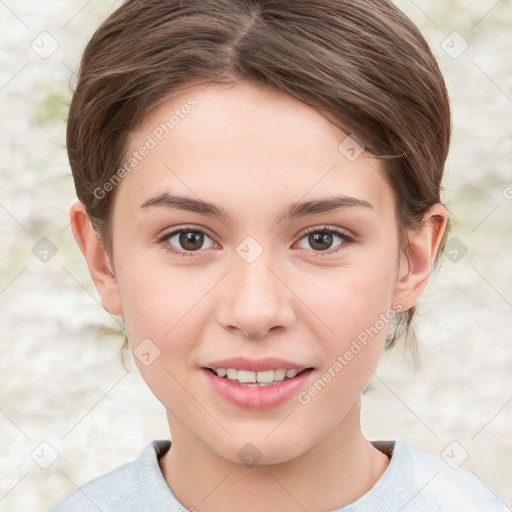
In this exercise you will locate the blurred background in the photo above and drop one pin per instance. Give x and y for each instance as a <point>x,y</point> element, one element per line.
<point>70,410</point>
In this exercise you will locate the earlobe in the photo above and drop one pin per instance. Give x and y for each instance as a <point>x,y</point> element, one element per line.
<point>96,257</point>
<point>415,268</point>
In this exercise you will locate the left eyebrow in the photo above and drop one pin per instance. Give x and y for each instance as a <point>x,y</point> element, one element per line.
<point>294,210</point>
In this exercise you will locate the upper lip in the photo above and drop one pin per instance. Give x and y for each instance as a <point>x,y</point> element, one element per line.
<point>256,365</point>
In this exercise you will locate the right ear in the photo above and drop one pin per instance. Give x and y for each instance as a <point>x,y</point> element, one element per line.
<point>96,258</point>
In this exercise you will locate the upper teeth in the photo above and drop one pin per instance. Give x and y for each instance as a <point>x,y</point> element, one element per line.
<point>249,377</point>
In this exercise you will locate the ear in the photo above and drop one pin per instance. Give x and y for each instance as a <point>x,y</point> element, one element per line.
<point>415,268</point>
<point>96,258</point>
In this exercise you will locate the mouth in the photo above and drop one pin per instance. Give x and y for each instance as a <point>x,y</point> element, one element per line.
<point>256,384</point>
<point>258,379</point>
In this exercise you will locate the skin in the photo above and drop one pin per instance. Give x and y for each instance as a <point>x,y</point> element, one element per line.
<point>253,151</point>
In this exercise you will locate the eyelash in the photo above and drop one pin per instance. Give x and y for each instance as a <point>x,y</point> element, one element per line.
<point>345,238</point>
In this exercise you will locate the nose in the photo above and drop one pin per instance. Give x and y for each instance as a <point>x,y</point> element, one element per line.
<point>258,300</point>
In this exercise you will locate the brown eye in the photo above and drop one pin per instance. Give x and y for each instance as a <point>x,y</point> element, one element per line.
<point>322,240</point>
<point>184,241</point>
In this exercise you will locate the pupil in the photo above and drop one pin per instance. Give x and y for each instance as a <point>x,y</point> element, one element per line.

● **Your task**
Rewrite the data as a numbered list, leaving out blank lines: begin at the line that contains "In this exercise you will locate the upper lip" and stop after the line that contains "<point>256,365</point>".

● **Answer to this problem**
1. In this exercise you will locate the upper lip in the photo above and drop one pin per instance. Give x and y for each instance as a <point>x,y</point> element, one element per line.
2. <point>256,365</point>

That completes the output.